───── RAW RECORDS

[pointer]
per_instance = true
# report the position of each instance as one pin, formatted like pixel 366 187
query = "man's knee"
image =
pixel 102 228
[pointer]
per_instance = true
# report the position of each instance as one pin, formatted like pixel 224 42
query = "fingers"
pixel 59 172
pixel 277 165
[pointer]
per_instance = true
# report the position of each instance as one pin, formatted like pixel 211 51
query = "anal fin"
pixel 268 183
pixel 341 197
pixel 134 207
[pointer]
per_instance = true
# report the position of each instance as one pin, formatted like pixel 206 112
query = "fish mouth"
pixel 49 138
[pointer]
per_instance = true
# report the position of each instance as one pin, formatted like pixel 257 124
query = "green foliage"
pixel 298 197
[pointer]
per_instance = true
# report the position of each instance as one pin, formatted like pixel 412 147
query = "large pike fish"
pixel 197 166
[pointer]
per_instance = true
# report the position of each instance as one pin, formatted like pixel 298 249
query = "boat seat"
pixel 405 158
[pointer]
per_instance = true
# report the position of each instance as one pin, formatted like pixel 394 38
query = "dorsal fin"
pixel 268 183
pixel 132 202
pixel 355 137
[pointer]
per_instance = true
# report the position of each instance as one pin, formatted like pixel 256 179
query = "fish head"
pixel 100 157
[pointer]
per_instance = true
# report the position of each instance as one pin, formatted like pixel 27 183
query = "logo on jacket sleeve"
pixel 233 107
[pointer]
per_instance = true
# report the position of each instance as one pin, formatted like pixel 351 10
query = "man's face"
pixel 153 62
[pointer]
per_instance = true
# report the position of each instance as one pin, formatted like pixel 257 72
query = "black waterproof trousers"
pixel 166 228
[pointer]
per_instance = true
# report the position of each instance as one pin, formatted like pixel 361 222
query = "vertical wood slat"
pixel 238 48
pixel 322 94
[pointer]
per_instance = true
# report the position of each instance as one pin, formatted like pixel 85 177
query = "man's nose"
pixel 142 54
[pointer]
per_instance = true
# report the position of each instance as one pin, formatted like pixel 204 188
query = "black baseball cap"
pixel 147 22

──────────

Write out the rows from the beginning through the line containing "pixel 277 165", changing "man's knee" to "man's elbow" and leaving everything else untouched. Give back only those lines.

- **SOLUTION TO THE EXERCISE**
[pointer]
per_instance = true
# report the position of each instance as one pin, formatted like pixel 366 187
query = "man's elbow"
image =
pixel 102 228
[pointer]
per_instance = true
# report the position of each instance as one pin, formatted like pixel 224 42
query = "fingers"
pixel 59 172
pixel 277 165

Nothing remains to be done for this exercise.